Given request.
Can you copy out only the records from the line with "Practice step: locate the person wearing" through the line with "point(114, 172)", with every "marker" renamed "pin" and everything else left unchanged?

>> BEGIN Data excerpts

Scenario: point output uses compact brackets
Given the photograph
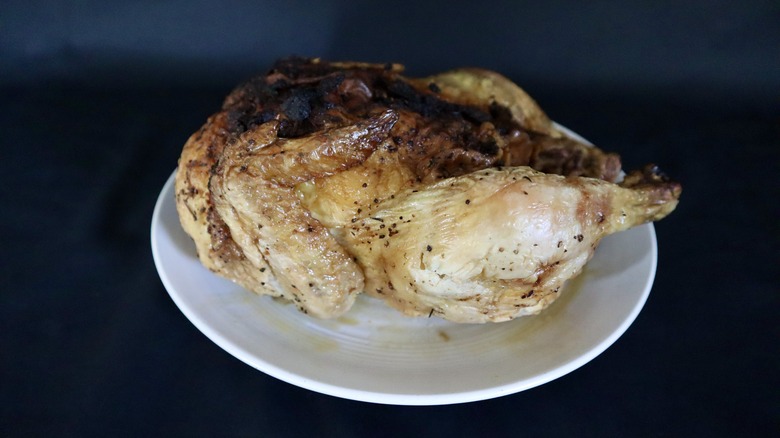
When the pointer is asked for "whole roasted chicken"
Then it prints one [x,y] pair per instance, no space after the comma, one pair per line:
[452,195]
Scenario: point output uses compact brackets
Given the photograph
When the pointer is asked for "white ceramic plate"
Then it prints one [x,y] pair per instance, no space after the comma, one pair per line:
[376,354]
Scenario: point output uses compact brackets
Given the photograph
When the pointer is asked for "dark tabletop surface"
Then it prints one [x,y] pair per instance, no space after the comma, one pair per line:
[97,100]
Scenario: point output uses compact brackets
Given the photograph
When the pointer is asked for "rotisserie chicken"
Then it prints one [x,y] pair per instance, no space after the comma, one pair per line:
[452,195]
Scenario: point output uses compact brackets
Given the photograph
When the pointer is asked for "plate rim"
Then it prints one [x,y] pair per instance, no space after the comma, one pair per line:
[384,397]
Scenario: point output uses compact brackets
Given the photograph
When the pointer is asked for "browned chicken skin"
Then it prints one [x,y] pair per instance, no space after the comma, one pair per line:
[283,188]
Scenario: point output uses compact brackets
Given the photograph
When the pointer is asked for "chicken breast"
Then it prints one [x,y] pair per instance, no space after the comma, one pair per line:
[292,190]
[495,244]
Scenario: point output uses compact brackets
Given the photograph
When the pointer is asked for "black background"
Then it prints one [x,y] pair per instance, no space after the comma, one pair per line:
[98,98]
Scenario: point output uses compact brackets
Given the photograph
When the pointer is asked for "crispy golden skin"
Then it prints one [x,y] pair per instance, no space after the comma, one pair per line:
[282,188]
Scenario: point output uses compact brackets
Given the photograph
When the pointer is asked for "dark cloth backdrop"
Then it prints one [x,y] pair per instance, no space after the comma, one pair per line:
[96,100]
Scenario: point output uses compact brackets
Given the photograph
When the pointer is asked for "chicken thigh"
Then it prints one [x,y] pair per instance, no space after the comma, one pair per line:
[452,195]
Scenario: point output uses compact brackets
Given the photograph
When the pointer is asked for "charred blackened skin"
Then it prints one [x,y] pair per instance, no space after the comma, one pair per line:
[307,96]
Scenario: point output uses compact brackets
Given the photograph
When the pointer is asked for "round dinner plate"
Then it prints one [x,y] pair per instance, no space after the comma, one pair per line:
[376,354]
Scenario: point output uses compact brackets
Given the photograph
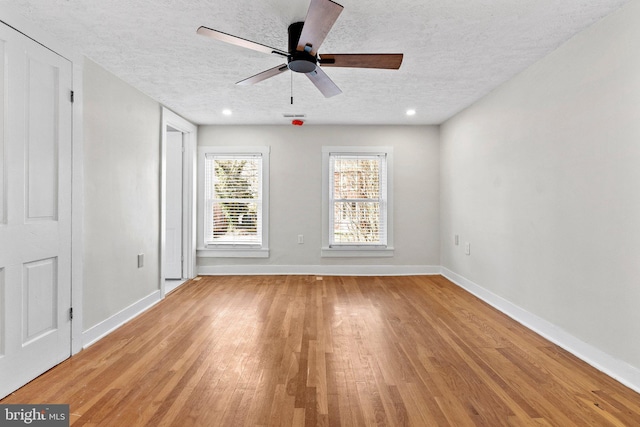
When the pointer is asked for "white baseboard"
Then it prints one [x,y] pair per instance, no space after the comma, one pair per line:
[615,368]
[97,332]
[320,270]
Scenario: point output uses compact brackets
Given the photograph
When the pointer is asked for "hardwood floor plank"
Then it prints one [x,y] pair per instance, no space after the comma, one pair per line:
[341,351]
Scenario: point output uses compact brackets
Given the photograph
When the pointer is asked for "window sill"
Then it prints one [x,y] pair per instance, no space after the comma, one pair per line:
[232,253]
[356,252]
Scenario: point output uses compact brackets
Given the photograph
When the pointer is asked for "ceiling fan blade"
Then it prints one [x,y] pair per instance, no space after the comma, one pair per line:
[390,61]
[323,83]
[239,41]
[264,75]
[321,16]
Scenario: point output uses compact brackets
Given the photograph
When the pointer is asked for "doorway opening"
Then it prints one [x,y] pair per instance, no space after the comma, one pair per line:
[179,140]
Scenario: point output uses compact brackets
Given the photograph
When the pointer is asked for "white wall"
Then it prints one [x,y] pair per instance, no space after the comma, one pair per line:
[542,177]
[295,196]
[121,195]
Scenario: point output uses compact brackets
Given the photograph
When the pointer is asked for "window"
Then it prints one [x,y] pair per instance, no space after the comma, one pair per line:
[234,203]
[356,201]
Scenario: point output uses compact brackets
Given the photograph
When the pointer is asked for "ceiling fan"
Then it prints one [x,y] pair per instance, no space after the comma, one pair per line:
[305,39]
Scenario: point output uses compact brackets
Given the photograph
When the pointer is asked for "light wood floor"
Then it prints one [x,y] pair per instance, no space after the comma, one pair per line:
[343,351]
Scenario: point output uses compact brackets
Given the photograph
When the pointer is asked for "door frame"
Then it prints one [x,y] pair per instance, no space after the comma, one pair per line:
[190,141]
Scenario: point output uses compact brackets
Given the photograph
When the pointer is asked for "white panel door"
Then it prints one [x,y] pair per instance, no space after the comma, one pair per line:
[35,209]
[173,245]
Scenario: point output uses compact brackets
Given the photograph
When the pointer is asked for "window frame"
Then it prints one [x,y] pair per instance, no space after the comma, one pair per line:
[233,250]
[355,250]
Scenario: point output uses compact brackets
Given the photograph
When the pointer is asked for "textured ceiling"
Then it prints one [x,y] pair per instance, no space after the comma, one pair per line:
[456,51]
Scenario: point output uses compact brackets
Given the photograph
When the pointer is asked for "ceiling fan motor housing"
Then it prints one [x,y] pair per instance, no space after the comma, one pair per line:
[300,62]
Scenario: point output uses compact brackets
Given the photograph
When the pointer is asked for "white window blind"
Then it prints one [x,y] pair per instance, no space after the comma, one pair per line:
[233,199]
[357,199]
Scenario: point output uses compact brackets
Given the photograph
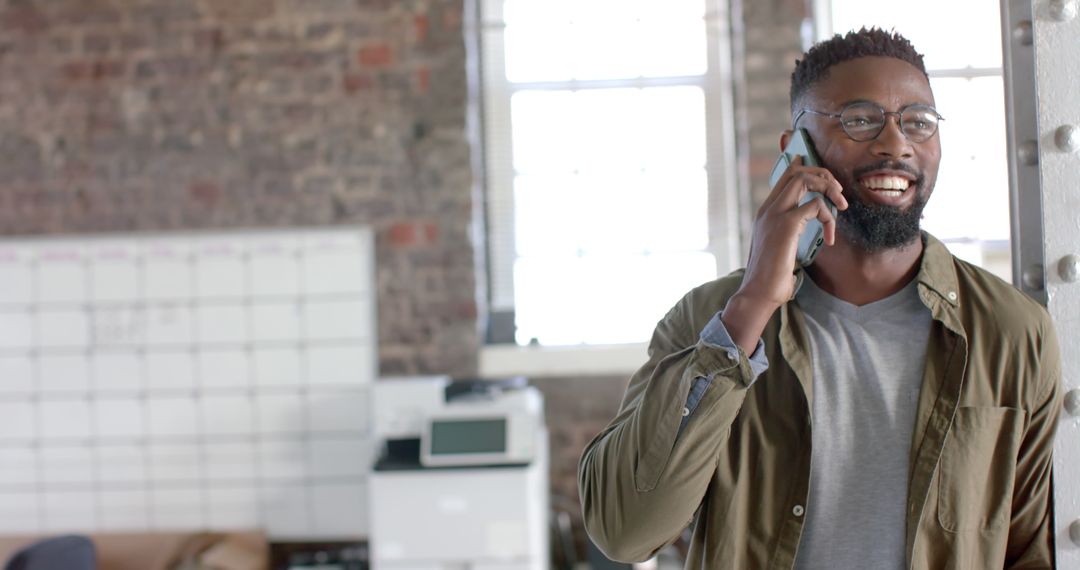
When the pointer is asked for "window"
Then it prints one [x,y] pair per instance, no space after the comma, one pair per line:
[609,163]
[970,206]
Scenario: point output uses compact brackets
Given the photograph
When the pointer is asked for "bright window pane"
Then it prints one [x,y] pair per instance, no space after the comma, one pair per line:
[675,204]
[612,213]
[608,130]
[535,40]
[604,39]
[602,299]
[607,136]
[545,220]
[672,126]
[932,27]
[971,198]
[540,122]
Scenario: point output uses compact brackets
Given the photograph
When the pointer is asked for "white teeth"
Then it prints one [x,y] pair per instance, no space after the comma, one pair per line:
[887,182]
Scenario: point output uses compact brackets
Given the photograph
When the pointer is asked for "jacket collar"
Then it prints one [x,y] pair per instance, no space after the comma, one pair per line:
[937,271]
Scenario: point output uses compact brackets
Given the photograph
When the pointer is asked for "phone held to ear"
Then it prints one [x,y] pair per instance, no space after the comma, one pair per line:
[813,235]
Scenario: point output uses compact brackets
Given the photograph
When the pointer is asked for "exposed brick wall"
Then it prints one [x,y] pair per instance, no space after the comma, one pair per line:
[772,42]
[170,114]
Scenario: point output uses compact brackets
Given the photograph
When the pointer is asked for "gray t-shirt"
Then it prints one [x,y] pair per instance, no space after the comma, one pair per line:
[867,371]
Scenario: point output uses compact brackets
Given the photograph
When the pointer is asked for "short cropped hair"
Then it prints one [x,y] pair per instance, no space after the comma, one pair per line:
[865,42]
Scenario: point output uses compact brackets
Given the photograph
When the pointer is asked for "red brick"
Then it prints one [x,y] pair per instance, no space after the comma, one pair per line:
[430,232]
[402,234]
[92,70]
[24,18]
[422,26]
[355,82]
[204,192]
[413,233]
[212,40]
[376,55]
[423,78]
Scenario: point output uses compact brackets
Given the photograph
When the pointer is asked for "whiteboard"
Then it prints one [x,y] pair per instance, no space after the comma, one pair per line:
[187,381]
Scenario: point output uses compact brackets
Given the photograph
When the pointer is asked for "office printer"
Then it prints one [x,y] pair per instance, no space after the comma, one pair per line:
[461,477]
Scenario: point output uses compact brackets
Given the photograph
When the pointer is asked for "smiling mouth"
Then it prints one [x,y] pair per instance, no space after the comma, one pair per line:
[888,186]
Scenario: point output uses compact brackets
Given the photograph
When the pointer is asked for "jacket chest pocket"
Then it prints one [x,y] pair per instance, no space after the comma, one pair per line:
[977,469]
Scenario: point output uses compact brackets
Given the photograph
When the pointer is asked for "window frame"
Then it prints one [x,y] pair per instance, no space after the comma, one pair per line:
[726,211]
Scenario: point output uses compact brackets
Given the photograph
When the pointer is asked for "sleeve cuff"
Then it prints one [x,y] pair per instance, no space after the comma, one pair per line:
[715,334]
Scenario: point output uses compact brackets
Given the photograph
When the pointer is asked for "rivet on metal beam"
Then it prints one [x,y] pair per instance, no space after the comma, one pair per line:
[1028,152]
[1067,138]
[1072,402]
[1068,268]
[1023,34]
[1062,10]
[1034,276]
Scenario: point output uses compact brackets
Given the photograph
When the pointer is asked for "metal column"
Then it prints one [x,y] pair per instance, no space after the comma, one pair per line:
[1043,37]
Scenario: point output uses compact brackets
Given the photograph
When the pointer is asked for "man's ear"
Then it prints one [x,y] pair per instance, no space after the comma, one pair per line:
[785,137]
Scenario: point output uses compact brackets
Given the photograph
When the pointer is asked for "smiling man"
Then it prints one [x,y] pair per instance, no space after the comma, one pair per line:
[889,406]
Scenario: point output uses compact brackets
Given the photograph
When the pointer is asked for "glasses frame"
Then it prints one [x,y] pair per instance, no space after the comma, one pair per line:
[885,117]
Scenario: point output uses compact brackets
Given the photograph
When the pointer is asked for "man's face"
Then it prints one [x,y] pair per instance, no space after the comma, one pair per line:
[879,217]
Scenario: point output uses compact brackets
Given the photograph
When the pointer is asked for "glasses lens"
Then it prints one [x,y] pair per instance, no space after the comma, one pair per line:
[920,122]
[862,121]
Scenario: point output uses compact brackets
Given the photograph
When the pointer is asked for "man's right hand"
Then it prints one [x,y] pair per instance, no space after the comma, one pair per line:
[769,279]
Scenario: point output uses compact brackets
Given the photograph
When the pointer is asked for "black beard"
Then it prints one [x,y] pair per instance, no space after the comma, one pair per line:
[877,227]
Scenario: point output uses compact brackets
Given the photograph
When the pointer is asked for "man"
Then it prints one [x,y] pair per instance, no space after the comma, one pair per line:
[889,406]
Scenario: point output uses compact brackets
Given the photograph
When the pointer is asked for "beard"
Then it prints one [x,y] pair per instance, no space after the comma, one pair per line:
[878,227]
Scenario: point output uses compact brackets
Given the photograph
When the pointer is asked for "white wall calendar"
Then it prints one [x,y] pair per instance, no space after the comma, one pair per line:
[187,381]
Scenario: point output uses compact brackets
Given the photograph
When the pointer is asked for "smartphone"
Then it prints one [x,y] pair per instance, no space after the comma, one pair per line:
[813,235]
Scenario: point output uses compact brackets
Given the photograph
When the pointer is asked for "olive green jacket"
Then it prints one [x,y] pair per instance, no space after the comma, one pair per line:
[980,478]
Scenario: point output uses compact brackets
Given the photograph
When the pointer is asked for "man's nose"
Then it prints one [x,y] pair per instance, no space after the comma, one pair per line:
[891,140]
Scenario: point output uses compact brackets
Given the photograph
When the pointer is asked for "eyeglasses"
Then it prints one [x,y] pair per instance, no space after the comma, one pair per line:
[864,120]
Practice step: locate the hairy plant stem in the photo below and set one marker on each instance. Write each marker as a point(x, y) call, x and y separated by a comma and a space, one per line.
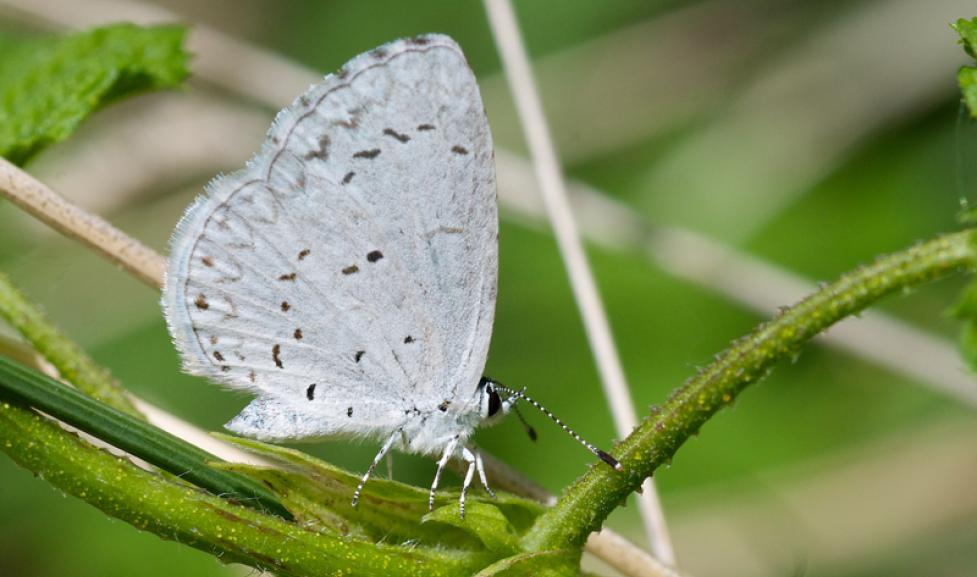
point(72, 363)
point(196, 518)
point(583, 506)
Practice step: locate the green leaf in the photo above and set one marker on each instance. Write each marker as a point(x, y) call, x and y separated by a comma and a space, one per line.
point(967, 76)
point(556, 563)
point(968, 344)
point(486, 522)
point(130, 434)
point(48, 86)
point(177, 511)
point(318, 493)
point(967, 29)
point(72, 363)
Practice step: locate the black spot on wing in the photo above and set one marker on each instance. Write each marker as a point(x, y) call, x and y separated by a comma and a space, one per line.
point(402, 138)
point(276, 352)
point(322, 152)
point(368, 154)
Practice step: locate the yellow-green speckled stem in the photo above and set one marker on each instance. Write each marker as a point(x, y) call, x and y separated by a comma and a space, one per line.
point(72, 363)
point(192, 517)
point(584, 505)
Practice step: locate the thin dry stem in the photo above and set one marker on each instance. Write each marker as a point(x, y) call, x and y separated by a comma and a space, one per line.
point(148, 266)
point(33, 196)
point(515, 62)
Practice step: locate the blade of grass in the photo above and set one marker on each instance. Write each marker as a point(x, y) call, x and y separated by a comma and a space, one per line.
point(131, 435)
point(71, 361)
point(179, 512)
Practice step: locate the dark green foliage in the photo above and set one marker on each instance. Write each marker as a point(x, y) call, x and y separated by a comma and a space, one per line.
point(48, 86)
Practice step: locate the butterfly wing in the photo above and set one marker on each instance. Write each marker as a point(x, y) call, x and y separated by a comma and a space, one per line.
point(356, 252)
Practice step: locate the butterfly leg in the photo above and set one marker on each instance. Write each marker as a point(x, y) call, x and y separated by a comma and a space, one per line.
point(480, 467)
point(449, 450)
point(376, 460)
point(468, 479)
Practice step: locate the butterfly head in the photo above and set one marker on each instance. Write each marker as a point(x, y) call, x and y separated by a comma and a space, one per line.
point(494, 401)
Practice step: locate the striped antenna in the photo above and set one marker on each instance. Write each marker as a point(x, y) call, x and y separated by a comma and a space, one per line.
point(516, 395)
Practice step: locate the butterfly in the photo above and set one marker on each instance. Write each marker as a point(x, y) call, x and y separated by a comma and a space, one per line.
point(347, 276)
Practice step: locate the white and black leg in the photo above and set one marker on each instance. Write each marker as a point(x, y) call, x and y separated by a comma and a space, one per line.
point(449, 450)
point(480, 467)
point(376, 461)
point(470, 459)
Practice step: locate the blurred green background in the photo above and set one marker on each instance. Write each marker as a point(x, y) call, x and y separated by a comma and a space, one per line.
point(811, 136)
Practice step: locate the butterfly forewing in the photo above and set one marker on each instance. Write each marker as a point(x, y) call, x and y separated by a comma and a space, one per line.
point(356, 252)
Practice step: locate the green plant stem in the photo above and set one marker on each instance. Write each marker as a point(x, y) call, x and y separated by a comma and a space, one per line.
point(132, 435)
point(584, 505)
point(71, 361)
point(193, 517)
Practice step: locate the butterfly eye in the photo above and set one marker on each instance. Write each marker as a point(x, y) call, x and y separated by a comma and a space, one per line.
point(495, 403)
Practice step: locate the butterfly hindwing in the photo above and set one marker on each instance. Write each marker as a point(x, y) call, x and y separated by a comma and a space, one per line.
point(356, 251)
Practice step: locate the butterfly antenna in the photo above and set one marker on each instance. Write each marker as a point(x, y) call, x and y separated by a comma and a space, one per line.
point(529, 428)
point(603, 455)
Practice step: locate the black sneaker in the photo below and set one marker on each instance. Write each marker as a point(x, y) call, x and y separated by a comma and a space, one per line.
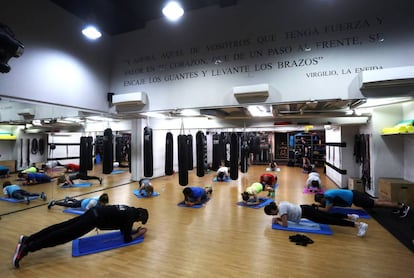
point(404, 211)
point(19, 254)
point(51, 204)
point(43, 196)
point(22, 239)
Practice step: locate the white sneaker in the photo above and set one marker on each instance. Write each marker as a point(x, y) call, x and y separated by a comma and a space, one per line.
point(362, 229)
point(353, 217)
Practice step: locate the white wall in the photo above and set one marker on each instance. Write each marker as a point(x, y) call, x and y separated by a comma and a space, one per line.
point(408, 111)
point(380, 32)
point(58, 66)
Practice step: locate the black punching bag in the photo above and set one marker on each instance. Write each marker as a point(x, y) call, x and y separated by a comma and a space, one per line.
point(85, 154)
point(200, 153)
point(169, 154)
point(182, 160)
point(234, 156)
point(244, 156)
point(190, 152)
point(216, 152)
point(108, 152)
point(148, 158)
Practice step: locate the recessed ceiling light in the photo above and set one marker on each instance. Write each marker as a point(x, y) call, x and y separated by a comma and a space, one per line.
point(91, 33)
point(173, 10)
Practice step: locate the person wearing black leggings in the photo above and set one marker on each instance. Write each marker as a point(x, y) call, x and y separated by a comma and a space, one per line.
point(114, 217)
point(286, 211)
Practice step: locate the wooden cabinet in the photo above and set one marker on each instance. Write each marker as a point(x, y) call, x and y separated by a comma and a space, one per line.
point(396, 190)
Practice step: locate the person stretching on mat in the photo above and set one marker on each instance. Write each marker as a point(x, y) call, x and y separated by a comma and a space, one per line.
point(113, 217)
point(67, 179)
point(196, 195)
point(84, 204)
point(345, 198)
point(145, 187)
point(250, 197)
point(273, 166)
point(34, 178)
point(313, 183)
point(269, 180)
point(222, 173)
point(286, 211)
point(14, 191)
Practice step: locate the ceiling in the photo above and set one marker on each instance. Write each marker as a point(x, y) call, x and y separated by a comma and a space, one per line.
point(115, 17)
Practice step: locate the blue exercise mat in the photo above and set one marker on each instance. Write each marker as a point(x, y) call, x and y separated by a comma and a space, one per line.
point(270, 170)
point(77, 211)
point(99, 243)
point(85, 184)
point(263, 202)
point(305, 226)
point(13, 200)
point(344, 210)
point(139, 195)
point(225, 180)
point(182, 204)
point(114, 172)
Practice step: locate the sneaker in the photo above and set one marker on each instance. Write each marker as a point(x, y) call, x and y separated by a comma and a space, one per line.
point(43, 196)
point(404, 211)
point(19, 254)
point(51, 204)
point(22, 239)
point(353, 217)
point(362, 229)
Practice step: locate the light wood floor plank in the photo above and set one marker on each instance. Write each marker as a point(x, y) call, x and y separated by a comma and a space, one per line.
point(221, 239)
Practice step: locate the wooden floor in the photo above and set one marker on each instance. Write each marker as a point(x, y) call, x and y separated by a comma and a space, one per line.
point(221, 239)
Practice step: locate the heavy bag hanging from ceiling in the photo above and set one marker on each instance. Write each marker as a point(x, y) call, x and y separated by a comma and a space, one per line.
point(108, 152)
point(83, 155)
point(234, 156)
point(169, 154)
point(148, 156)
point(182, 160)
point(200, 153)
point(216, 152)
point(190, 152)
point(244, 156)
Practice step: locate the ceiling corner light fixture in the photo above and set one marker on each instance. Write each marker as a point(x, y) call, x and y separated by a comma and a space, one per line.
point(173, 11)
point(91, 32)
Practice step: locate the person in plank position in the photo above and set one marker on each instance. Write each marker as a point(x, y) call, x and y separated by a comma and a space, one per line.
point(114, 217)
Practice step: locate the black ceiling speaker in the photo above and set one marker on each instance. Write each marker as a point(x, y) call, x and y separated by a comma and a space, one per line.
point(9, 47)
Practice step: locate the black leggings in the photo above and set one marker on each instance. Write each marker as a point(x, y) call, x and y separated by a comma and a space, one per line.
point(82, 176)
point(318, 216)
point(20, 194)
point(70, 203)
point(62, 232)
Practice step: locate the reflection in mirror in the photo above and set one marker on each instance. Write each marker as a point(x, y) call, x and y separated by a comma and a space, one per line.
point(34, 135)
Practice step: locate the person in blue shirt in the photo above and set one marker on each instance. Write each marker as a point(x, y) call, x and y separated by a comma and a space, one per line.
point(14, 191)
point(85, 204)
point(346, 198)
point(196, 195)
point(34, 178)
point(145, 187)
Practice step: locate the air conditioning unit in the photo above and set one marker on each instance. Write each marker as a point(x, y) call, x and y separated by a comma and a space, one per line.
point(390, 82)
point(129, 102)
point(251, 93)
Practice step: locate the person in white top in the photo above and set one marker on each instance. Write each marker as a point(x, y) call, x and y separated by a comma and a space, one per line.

>> END Data excerpts

Solution for this problem.
Practice step: locate the person wearing black leggings in the photo above and set one pin on each instance. Write each pin as a point(x, y) call, x and y separated by a comma and a space, one per line.
point(114, 217)
point(286, 211)
Practice step: locate the wooden cabinet in the photo above and set one pin on each instance. Write each pin as a point(x, y) call, x and y separated by a comma and a space, one per line.
point(396, 190)
Practice step: locate the person stretching on mat in the photo above and set one pin on each instance. Write each pin as a point(x, y) call, x and y separated by a comma and a space, one per line.
point(113, 217)
point(67, 179)
point(196, 195)
point(84, 204)
point(345, 198)
point(145, 187)
point(250, 197)
point(273, 166)
point(34, 178)
point(313, 183)
point(269, 180)
point(222, 173)
point(286, 211)
point(14, 191)
Practice step: locate the ceiling in the photo above and set one pin on each instance. Write each pin as a point(x, y) call, x and y separated by a comma and a space, one per line.
point(115, 17)
Practice step: locate the blue exercise mat in the photo above and set one pin on each instance. Write each pin as a point(x, y) call, x and y separated by a comma and a space, one per line.
point(270, 170)
point(77, 211)
point(99, 243)
point(85, 184)
point(263, 202)
point(305, 226)
point(13, 200)
point(344, 210)
point(139, 195)
point(225, 180)
point(182, 204)
point(114, 172)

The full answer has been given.